▶ **Problem to work on**: Find every line below where the word "rough" occurs. Then say how many there are, giving only the number.

▶ **Recorded data**:
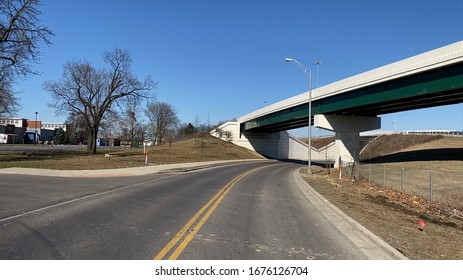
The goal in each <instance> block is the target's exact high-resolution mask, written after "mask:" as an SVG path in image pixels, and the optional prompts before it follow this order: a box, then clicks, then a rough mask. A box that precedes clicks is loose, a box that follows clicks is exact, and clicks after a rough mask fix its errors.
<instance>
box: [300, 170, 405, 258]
mask: <svg viewBox="0 0 463 280" xmlns="http://www.w3.org/2000/svg"><path fill="white" fill-rule="evenodd" d="M296 173H297V174H296ZM293 177H295V179H297V180H295V181H296V182H298V186H299V187H300V190H301V192H302V193H303V194H304V196H305V197H306V198H307V200H309V201H310V202H312V203H313V204H315V205H316V206H317V208H319V209H320V210H321V212H322V213H323V215H324V216H325V217H326V218H327V219H328V220H329V221H330V222H331V223H332V225H333V226H334V227H336V228H338V229H339V231H340V232H342V233H343V234H344V235H345V236H346V238H347V239H349V240H350V241H351V242H352V243H354V244H355V245H356V246H357V247H359V248H360V249H361V250H362V252H363V253H364V254H365V256H366V257H367V258H368V259H372V260H408V258H407V257H406V256H404V255H403V254H402V253H401V252H399V251H398V250H397V249H395V248H394V247H392V246H391V245H390V244H388V243H386V242H385V241H384V240H382V239H381V238H379V237H378V236H377V235H375V234H374V233H373V232H371V231H369V230H368V229H367V228H365V227H364V226H362V225H361V224H360V223H358V222H357V221H355V220H354V219H352V218H351V217H349V216H348V215H347V214H345V213H344V212H342V211H341V210H340V209H339V208H337V207H336V206H335V205H334V204H332V203H331V202H329V201H328V200H327V199H325V198H324V197H323V196H322V195H320V194H319V193H318V192H317V191H315V190H314V189H313V188H312V187H311V186H310V185H309V184H308V183H307V182H306V181H305V180H304V179H303V178H302V177H301V175H300V173H299V169H297V170H295V171H293ZM348 232H351V233H352V234H348Z"/></svg>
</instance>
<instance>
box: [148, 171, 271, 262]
mask: <svg viewBox="0 0 463 280" xmlns="http://www.w3.org/2000/svg"><path fill="white" fill-rule="evenodd" d="M264 167H267V166H262V167H258V168H255V169H252V170H249V171H247V172H245V173H243V174H241V175H239V176H237V177H235V178H234V179H233V180H231V181H230V182H229V183H227V184H226V185H225V186H224V187H223V188H222V189H220V191H219V192H218V193H217V194H216V195H214V197H212V198H211V200H209V201H208V202H207V203H206V204H205V205H204V206H203V207H202V208H201V209H200V210H199V211H198V212H197V213H196V214H195V215H194V216H193V217H192V218H191V219H190V220H189V221H188V222H187V223H186V224H185V226H184V227H183V228H182V229H181V230H180V231H179V232H178V233H177V234H176V235H175V236H174V238H172V240H171V241H170V242H169V243H168V244H167V245H166V246H165V247H164V248H163V249H162V250H161V251H160V252H159V253H158V254H157V255H156V256H155V257H154V259H155V260H162V259H164V257H165V256H166V255H167V254H168V253H169V252H170V251H171V250H172V248H174V247H175V245H176V244H177V243H178V242H179V241H180V240H181V239H182V237H183V236H184V235H185V234H186V233H187V232H188V230H189V229H190V228H191V226H192V225H193V224H194V223H195V222H196V221H197V220H198V219H199V218H200V217H201V216H202V214H203V213H204V212H205V211H206V210H207V209H209V210H208V211H207V212H206V214H204V216H202V218H201V219H199V222H198V223H197V224H196V225H195V227H194V230H192V231H191V232H190V233H189V234H188V235H187V236H186V237H185V239H184V240H183V241H182V242H181V243H180V244H179V245H178V247H177V248H176V249H175V251H174V252H173V253H172V254H171V255H170V256H169V257H168V259H169V260H175V259H177V258H178V256H179V255H180V254H181V253H182V252H183V250H184V249H185V248H186V246H187V245H188V243H190V241H191V240H192V239H193V237H194V236H195V235H196V233H197V232H198V231H199V230H200V229H201V227H202V226H203V225H204V223H205V222H206V221H207V219H208V218H209V217H210V216H211V215H212V213H213V212H214V211H215V209H216V208H217V206H218V205H219V204H220V202H221V201H222V200H223V199H224V198H225V196H226V195H227V194H228V192H229V191H230V190H231V189H232V188H233V187H234V186H235V185H236V184H237V183H238V181H240V180H241V179H243V178H244V177H246V176H247V175H249V174H251V173H253V172H255V171H257V170H259V169H262V168H264ZM211 205H212V206H211Z"/></svg>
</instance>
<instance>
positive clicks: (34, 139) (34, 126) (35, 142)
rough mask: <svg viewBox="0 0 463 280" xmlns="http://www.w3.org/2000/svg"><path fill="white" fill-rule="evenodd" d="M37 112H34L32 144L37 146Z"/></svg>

▶ **Response to the task**: 2